**To-do list**.
• a. Arrange the entries' lines, from the one holding "of the windshield" through the one holding "76), (659, 68)]", inclusive, as a Markdown table with the columns Row and Line. Give each line a row number and leave out blank lines.
• b. Pick up the brake pad forum thread and continue it from its last sentence.

**Excerpted text**.
Nice thread Ceilidh! When my time comes for new pads, I'll check back to this thread. My stock 20thAE brakes have impressed me from day one, but I've never really hammered on them either. They do dust a lot though. BTW, I just recieved my H2Sport spindles and will be getting Bilstein HD dampers too. Hey, Phatvw, I think you'll really like the Braille battery you are getting. It's one of those mods, that is not earth shattering in effect, but benefits so many aspects (handling, braking, acceleration, and even less tendency to bottom out front suspension on bumps) and has no downsides. Later!


----------



## Ceilidh (Jan 7, 2004)

*Re: PBR Ultimate / Deluxe Plus ; Hawk HPS / Ceramic ; Pagid Blue info (groftja)*

Hello groftja!
Nice to hear from you -- I'll look for your H2Sport report on the suspension board!








I'm close to wrapping up this particular thread; for today, I checked Zeckenhausen Racing's website, and they have graphs of Axxis/PBR Ceramics (Ultimates) vs. Metal Master vs. Deluxe Plus. The graphs are towards the bottom of the following link:
http://www.zeckhausen.com/axxis_pads.htm
(It's strange: on the main page, you can see a red bar for Deluxe (and a purple one for Deluxe Plus), but when you zoom in, the Deluxe (red) is eliminated. In any case, it looks like Deluxe Plus is the way to go (compared with Deluxe), as it has much less fade & high-speed friction variation....)

**Source data**.
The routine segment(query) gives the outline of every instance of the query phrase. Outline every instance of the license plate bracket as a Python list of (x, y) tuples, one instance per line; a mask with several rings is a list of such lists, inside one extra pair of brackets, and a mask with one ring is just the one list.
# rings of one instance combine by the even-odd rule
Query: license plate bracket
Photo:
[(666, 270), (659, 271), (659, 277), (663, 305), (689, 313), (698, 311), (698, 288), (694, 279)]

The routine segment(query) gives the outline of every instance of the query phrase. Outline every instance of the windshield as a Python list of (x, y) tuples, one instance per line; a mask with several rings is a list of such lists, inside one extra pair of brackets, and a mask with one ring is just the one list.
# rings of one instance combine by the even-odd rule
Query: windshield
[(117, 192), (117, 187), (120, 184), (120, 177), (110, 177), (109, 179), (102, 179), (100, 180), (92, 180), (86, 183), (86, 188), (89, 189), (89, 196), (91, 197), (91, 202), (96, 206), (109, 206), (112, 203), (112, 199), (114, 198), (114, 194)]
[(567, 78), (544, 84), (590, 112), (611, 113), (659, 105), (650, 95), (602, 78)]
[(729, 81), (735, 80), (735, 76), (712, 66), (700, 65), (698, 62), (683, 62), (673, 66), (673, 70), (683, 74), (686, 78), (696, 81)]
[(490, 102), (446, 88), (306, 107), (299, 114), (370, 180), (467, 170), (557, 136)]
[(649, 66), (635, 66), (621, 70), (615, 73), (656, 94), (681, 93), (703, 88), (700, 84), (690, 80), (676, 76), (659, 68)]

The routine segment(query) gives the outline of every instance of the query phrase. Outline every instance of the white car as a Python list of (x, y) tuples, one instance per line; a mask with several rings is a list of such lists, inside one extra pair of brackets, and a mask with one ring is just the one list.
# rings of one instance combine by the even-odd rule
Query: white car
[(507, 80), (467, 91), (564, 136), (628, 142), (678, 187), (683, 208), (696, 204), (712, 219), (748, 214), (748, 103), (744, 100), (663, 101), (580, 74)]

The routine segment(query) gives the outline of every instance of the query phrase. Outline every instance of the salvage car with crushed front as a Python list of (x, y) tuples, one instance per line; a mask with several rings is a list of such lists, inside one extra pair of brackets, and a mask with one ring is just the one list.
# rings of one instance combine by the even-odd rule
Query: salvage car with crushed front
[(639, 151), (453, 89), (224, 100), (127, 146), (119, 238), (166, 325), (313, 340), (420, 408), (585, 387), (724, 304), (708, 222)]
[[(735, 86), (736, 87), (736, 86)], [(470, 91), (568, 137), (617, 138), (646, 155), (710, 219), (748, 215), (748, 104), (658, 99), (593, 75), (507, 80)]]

**Task-by-task results**.
• a.
| Row | Line |
|---|---|
| 1 | The routine segment(query) gives the outline of every instance of the query phrase. Outline every instance of the windshield as a Python list of (x, y) tuples, one instance per line; a mask with several rings is a list of such lists, inside one extra pair of brackets, and a mask with one ring is just the one list. |
| 2 | # rings of one instance combine by the even-odd rule |
| 3 | Query: windshield |
| 4 | [(117, 192), (117, 187), (120, 184), (120, 177), (110, 177), (109, 179), (102, 179), (100, 180), (92, 180), (86, 183), (86, 188), (89, 189), (89, 196), (91, 197), (91, 202), (96, 206), (109, 206), (112, 203), (112, 199), (114, 198), (114, 194)] |
| 5 | [(567, 78), (544, 84), (590, 112), (611, 113), (659, 105), (650, 95), (602, 78)] |
| 6 | [(729, 81), (735, 80), (735, 76), (712, 66), (700, 65), (698, 62), (683, 62), (673, 66), (673, 70), (683, 74), (686, 78), (696, 81)] |
| 7 | [(490, 102), (446, 88), (306, 107), (299, 114), (370, 180), (467, 170), (557, 136)] |
| 8 | [(649, 66), (635, 66), (621, 70), (615, 73), (656, 94), (681, 93), (703, 88), (700, 84), (690, 80), (676, 76), (659, 68)] |

• b.
Now, on the above link, check out the graphs for Dust, Noise, Pad Life, and Rotor Life: the graphs show just how carefully we have to make sure we always compare apples to apples. Among the higher performance street pads (which sounds like Hawk HPS, Axxis Ultimates, and perhaps some of the Porterfields & Carbotechs??), the Ultimates have a reputation for being low-dust, quiet, long-lived pads that are gentle on rotors -- but when you compare these pads across several different categories, even Axxis/PBR (which generated these graphs) says that their Ultimates are moderate dusting, moderately quiet, and moderately long-lived. (Conversely, you can also see how much more initial bite (Cold Performance, Friction Level, and Green Friction) the Ultimates have over the others -- no wonder people are so impressed with them the moment they're installed...)
Have a good weekend, everybody!
- Ceilidh



_Modified by Ceilidh at 12:14 PM 9-16-2005_


----------



## groftja (Jul 19, 2004)

*Re: PBR Ultimate / Deluxe Plus ; Hawk HPS / Ceramic ; Pagid Blue info (Ceilidh)*

Those graphs were helpful. I saw what you mean about how the red line disappeared when you clicked on the graphs though. So what pads have you decided on? I like what I hear about the Axxis Ultimates the most. I would like to know how they compare to my OEM Pagid pads. I don't know if my Pagids are the same model as the ones mentioned in your first post...I'll try to find out. Mine are quite dusty but quite impressive for my needs and never squeak. Have a good weekend!


----------



## phatvw (Aug 29, 2001)

*Re: PBR Ultimate / Deluxe Plus ; Hawk HPS / Ceramic ; Pagid Blue info (groftja)*

Hey Ceilidh, can't IM you so I thought I'd point you to an interesting discussion that is only somewhat brake related:
http://forums.vwvortex.com/zerothread?id=2192289

Now back to random ramblings on brakes.
I really liked the StopTech article on brake bias. I wish they had discussed some of the more modern cars that do not have a proportioning valve like the MkIV VW. For these cars it is much harder to tune your brakes for brake bias.

From reading the article I understood that a particular brake bias value is only 100% effective for a particular deceleration rate. For a different deceleration rate (e.g. in the rain), you need a different bias because of the difference in weight transfer.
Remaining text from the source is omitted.